Saved entries.
□ □ □ □ □ □ □
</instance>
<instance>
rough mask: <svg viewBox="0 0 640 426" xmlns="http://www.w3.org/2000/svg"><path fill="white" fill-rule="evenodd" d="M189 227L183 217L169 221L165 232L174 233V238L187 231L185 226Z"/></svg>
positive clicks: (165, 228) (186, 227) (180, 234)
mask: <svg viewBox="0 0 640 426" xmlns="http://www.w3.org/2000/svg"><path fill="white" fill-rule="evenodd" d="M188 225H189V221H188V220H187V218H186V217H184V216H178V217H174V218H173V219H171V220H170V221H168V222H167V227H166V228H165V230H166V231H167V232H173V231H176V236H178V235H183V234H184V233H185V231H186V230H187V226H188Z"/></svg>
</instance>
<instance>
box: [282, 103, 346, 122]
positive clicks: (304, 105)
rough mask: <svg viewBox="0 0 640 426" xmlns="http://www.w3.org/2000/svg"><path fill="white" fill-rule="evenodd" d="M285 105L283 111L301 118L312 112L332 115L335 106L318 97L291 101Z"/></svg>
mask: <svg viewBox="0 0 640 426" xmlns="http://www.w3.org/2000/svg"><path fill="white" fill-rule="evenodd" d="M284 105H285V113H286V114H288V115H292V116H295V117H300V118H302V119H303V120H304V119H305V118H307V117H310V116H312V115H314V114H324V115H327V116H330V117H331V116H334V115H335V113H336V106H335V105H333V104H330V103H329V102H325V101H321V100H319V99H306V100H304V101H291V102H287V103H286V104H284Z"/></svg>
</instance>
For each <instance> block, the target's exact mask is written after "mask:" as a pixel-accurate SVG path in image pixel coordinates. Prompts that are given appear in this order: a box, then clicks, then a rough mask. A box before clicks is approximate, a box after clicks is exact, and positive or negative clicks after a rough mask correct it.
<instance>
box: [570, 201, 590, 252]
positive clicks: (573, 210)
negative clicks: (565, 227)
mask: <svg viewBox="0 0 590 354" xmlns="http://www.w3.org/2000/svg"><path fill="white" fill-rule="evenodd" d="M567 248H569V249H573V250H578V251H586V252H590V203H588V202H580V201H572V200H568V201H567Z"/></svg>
□ □ □ □ □ □ □
Copy every item in the saved entries above, reproducing each line character for character with nothing changed.

Answer space.
</instance>
<instance>
rough mask: <svg viewBox="0 0 640 426" xmlns="http://www.w3.org/2000/svg"><path fill="white" fill-rule="evenodd" d="M189 227L183 217L169 221L165 232L174 233V238L187 231L185 226Z"/></svg>
positive clicks: (165, 228) (186, 227) (180, 234)
mask: <svg viewBox="0 0 640 426" xmlns="http://www.w3.org/2000/svg"><path fill="white" fill-rule="evenodd" d="M188 225H189V221H188V220H187V218H186V217H184V216H178V217H174V218H173V219H171V220H170V221H168V222H167V227H166V228H165V230H166V231H167V232H173V231H176V236H178V235H183V234H184V233H185V231H186V230H187V226H188Z"/></svg>
</instance>
<instance>
box: [282, 103, 346, 122]
positive clicks: (304, 105)
rough mask: <svg viewBox="0 0 640 426" xmlns="http://www.w3.org/2000/svg"><path fill="white" fill-rule="evenodd" d="M285 105L283 111L301 118L312 112L332 115L335 106L318 97L291 101Z"/></svg>
mask: <svg viewBox="0 0 640 426" xmlns="http://www.w3.org/2000/svg"><path fill="white" fill-rule="evenodd" d="M284 105H285V113H286V114H288V115H292V116H295V117H300V118H302V119H303V120H304V119H305V118H307V117H310V116H312V115H314V114H324V115H327V116H330V117H331V116H334V115H335V113H336V106H335V105H333V104H330V103H329V102H325V101H321V100H319V99H306V100H304V101H291V102H287V103H286V104H284Z"/></svg>
</instance>
For each <instance> block, the target's exact mask is written after "mask:" as a pixel-accurate SVG path in image pixel coordinates. Prompts that are given appear in this order: a box, then clicks, then a rough mask. A box before clicks is approximate, a box after clicks is exact, and positive or negative clicks after a rough mask correct it.
<instance>
box: [570, 201, 590, 252]
positive clicks: (573, 210)
negative clicks: (565, 227)
mask: <svg viewBox="0 0 590 354" xmlns="http://www.w3.org/2000/svg"><path fill="white" fill-rule="evenodd" d="M567 248H569V249H573V250H578V251H586V252H590V203H588V202H580V201H572V200H568V201H567Z"/></svg>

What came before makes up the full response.